**Task instructions**:
Write out the passage about new buildings going up in Columbia County's Commerce Park word for word, in full.

**Given text**:
──────

The buildings under construction will house a wide range of businesses. The two-story building next to the Columbia County Soil & Water Conservation District offices on Route 66 will house a dialysis center and medical offices, officials said—the dialysis center on the first floor, medical offices on the second. The building is being constructed for Dr. Vinod Anand, and it is expected that at least two dozen people will be employed there.
Inside the park, on County Route 20, McCagg Excavating (no relation to the writer) is constructing a 10,000-square-foot single-story building as the headquarters of its operation. The business is currently located on a back road in Stockport, and, according to Stiffler, the new facility will allow for a greater presence in the community and provide the potential for future expansion.
Also relocating to Commerce Park is Seal-Rite Roofing, currently located on lower Union Street in Hudson. A 1,200-square-foot building is being built across Route 66 from Whittier Rehabilitation and Skilled Nursing Center to as the base of operations for the 40-year-old business.
County officials said the park is largely filled, with only about half dozen building lots still vacant in the main section of the development. More lots, said Stiffler, are available in a 33-acre section of the park owned by the Columbia Economic Development Corporation (CEDC), but this land does not yet have infrastructure—water, sewer, and utilities.
Since it was created from former farmland in the 1990s, the commerce park was attracted more than twenty businesses, including Whittier, Bioforce USA, Fairfield County Recycling, Nielsen Concrete Foundations, and S & S Steel Fabrication.
While some of those businesses have simply relocated to the Commerce Park from other places in Columbia County, Stiffler said others have moved to the county from areas as far away as Orange County.
The park offers a full infrastructure and, in some cases, tax incentives and other benefits through the Columbia Hudson Partnership and the Empire Zone designation.

──────

**Records provided**:

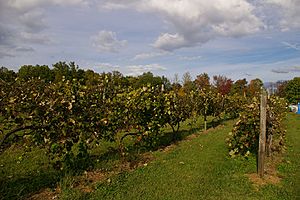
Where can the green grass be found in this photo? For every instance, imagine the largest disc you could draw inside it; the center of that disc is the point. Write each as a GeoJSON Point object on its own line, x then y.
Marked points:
{"type": "Point", "coordinates": [200, 169]}
{"type": "Point", "coordinates": [194, 168]}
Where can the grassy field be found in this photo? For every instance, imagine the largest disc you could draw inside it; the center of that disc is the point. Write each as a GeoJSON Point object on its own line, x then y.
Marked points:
{"type": "Point", "coordinates": [198, 167]}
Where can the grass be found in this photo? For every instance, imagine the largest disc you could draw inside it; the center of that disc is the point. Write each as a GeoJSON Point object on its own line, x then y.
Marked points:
{"type": "Point", "coordinates": [197, 167]}
{"type": "Point", "coordinates": [200, 169]}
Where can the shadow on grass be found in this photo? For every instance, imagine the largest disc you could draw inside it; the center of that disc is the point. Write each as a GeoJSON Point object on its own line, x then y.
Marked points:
{"type": "Point", "coordinates": [22, 187]}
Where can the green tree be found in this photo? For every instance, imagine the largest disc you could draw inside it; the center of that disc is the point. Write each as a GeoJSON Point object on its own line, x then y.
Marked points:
{"type": "Point", "coordinates": [202, 81]}
{"type": "Point", "coordinates": [7, 75]}
{"type": "Point", "coordinates": [292, 90]}
{"type": "Point", "coordinates": [239, 87]}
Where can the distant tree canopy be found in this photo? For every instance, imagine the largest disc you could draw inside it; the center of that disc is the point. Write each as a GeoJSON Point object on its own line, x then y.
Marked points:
{"type": "Point", "coordinates": [292, 90]}
{"type": "Point", "coordinates": [219, 83]}
{"type": "Point", "coordinates": [7, 75]}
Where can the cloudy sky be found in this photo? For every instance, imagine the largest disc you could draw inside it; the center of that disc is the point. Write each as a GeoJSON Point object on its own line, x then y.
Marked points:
{"type": "Point", "coordinates": [236, 38]}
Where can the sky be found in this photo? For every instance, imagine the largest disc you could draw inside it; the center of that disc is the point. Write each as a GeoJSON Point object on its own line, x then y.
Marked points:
{"type": "Point", "coordinates": [235, 38]}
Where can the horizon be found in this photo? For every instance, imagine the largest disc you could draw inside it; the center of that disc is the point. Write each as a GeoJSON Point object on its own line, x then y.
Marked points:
{"type": "Point", "coordinates": [237, 38]}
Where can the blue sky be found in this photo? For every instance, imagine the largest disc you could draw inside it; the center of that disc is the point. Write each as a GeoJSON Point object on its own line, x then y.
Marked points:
{"type": "Point", "coordinates": [236, 38]}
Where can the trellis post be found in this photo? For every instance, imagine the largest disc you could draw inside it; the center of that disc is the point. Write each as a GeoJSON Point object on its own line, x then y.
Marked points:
{"type": "Point", "coordinates": [262, 135]}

──────

**Task result**:
The buildings under construction will house a wide range of businesses. The two-story building next to the Columbia County Soil & Water Conservation District offices on Route 66 will house a dialysis center and medical offices, officials said—the dialysis center on the first floor, medical offices on the second. The building is being constructed for Dr. Vinod Anand, and it is expected that at least two dozen people will be employed there.
Inside the park, on County Route 20, McCagg Excavating (no relation to the writer) is constructing a 10,000-square-foot single-story building as the headquarters of its operation. The business is currently located on a back road in Stockport, and, according to Stiffler, the new facility will allow for a greater presence in the community and provide the potential for future expansion.
Also relocating to Commerce Park is Seal-Rite Roofing, currently located on lower Union Street in Hudson. A 1,200-square-foot building is being built across Route 66 from Whittier Rehabilitation and Skilled Nursing Center to as the base of operations for the 40-year-old business.
County officials said the park is largely filled, with only about half dozen building lots still vacant in the main section of the development. More lots, said Stiffler, are available in a 33-acre section of the park owned by the Columbia Economic Development Corporation (CEDC), but this land does not yet have infrastructure—water, sewer, and utilities.
Since it was created from former farmland in the 1990s, the commerce park was attracted more than twenty businesses, including Whittier, Bioforce USA, Fairfield County Recycling, Nielsen Concrete Foundations, and S & S Steel Fabrication.
While some of those businesses have simply relocated to the Commerce Park from other places in Columbia County, Stiffler said others have moved to the county from areas as far away as Orange County.
The park offers a full infrastructure and, in some cases, tax incentives and other benefits through the Columbia Hudson Partnership and the Empire Zone designation.